DIRECTIONS »
A – The essay on the Democratic Party below names serious flaws in the party that will need to be addressed. List each flaw it names.
B – Answer these questions using the essay on the Democratic Party below.
(i) What two reasons does the writer reject for why Democrats made their mistakes?
(ii) On which fronts does the text say the party has fought for equality?
(iii) What does the writer say the Democratic Party should never apologize for?
C – Resume the essay on the Democratic Party below, picking up after its final sentence.

However, as I noted above, the fact that Democratic leaders made grave errors in setting the party’s anti-Trump and anti-MAGA strategy, and that these errors have contributed greatly to the party’s failure to stop him, does not mean that the Democratic Party itself is a failure, or that its competing vision for American is broken. I don’t think Democrats made these mistakes because they didn’t actually want to beat Trump and win power, or because they secretly hate democracy.

It is true that the roots of these errors tie to serious flaws in the party that will need to be addressed, including but not limited to: a general lack of aggression in confronting the GOP and asserting power when the party holds it; a geriatric president whose lack of vigor and memories of the pre-Trump Republican Party hamstrung the Democrats; a failure to address long-term cost of living challenges; and an unwillingness to confront and solve the reality of a media environment heavily tilted against the party and in favor of the GOP.

But it is also true that the Democrats are firmly rooted in the democratic traditions of this country, and for all their flaws are the sole remaining major pro-democracy party in the United States, with a long history of fighting for equality on many fronts — on race, on gender, on the economy. One thing the Democratic Party should never apologize for or browbeat itself about is how the party made defense of democracy a key plank of the Harris campaign. If anything, this argument needs to be expanded and sharpened — both to make concrete the harms that MAGA authoritarianism will do to our individual and collective lives, and to provide a countervailing vision of American life. As the party begins to debate strategies for taking on MAGA and winning back power in the coming years, the commitment to democracy provides ample guidance for starting to confront the incoming Trump administration right now, without further delay.

SOURCE MATERIAL »
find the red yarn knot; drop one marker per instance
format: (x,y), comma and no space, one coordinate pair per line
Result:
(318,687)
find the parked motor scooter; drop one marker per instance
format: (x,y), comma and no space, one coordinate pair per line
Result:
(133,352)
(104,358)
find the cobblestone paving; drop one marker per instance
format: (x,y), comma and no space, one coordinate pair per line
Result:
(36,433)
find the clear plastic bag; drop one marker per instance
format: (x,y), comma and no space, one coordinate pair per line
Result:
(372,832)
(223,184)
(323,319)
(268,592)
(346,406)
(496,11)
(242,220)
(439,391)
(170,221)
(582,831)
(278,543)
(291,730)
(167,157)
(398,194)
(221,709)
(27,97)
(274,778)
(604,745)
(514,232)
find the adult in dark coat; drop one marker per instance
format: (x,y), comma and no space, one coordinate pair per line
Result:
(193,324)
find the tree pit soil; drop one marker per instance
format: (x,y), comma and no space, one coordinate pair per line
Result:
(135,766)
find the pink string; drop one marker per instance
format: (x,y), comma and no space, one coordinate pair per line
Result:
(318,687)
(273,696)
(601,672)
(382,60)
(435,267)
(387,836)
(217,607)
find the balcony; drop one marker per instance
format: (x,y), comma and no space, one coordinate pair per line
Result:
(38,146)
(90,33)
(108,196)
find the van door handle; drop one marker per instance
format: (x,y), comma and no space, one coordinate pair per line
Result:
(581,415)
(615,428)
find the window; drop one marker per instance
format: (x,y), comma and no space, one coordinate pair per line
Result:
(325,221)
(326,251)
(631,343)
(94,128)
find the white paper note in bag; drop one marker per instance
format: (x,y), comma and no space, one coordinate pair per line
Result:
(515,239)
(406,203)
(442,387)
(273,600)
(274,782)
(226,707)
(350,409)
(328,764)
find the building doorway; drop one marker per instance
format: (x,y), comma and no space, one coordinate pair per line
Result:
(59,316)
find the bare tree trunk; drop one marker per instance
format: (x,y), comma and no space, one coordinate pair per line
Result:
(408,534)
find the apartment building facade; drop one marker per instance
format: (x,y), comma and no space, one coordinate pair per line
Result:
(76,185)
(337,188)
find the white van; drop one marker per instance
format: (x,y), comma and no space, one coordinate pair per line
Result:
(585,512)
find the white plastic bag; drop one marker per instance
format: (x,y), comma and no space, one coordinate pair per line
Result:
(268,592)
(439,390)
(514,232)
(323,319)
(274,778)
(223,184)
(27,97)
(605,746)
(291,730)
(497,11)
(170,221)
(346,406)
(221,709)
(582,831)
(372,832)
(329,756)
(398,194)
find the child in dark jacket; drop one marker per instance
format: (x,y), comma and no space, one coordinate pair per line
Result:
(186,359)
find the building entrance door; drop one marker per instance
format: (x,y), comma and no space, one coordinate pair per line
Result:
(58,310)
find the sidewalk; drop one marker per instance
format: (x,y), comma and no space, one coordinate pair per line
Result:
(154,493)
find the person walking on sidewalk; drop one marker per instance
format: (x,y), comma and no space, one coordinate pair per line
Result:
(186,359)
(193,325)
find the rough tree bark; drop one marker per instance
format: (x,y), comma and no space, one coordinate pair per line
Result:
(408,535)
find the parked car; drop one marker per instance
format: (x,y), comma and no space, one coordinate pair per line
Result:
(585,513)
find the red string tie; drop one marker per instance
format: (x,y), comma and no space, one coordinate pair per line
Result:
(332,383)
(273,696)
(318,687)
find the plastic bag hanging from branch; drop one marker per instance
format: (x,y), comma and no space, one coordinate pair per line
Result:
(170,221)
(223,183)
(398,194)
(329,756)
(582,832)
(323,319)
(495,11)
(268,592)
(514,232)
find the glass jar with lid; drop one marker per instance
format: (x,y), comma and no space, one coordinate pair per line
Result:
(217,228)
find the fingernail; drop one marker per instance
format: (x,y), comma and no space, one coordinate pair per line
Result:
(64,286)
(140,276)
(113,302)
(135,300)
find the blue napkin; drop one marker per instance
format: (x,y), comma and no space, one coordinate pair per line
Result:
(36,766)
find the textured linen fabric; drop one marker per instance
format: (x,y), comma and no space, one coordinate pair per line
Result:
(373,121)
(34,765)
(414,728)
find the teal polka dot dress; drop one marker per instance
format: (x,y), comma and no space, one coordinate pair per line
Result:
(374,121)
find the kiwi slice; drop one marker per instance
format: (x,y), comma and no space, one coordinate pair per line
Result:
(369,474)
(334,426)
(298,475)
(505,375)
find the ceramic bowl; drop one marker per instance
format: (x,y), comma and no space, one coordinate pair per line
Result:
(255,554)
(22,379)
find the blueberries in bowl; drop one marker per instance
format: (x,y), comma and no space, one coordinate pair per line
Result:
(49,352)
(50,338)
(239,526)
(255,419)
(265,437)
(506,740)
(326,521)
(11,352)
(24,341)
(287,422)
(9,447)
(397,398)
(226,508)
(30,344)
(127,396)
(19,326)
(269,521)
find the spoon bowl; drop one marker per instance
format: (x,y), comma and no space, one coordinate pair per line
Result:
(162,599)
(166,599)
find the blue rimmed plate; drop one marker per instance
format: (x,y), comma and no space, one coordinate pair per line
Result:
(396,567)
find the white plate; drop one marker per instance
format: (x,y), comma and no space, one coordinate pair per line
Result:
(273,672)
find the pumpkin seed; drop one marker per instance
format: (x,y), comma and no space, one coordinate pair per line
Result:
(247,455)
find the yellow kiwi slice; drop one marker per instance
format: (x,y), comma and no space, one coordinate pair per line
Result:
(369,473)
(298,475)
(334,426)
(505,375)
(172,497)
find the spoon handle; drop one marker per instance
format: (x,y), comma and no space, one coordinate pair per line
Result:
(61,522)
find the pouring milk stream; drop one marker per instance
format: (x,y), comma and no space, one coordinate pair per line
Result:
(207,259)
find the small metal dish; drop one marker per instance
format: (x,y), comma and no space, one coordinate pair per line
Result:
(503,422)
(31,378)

TASK RESPONSES »
A –
- A general lack of aggression in confronting the GOP and asserting power when the party holds it
- A geriatric president whose lack of vigor and memories of the pre-Trump Republican Party hamstrung the Democrats
- A failure to address long-term cost of living challenges
- An unwillingness to confront and solve the reality of a media environment heavily tilted against the party and in favor of the GOP

B –
(i) That they didn't actually want to beat Trump and win power, or that they secretly hate democracy.
(ii) Race, gender, and the economy.
(iii) Making defense of democracy a key plank of the Harris campaign.

C –
And the first order of business is to refute the propagandistic declarations that Trump has won a “mandate.” There is no point letting Trump start off his presidency with an unchallenged lie that overstates popular backing for his radicalism, corruption, and authoritarianism; as Adam Serwer acidly puts it, “Americans cannot vote themselves into a dictatorship any more than you as an individual can sell yourself into slavery.” At worst, this country is split down the middle over many fundamental issues; at best, a progressive majority is sitting right in front of us, but half-hidden, ready to be rallied by Democratic politicians ready to take the fight to MAGA, to re-energize American democracy so that it regains the faith of the disillusioned, and to fix the economy so that a huge chunk of the population isn’t constantly a paycheck away from financial disarray.

In an interview about the recent election, author Paul O’Neil took aim at Trump’s mandate talk, noting that, “Trump’s margin of victory was humdrum. His final vote tally will fall millions short of the votes won by Biden in 2020. The opposition to him is huge and intense and in the right. So let’s be clear: this malicious criminal does not have the barbaric mandate he claims for himself. On the contrary, it is the opposition that has a mandate, derived from centuries of democratic tradition.” O’Neil’s assertion that it is in fact the Democrats and other opponents of Trump who have a mandate is an idea we should all take to heart, a no-holds-barred attitude not of resistance but of utter defiance. It would be myopic to view this election outcome without context, without a sense of our long history of increasing democracy and the way MAGA seeks to slam that flow into dizzying reverse. Even if Harris had not received nearly as many votes as Trump, the Democrats would still have the full authority of American democracy and the constitutional order behind them. It’s time to start acting like it.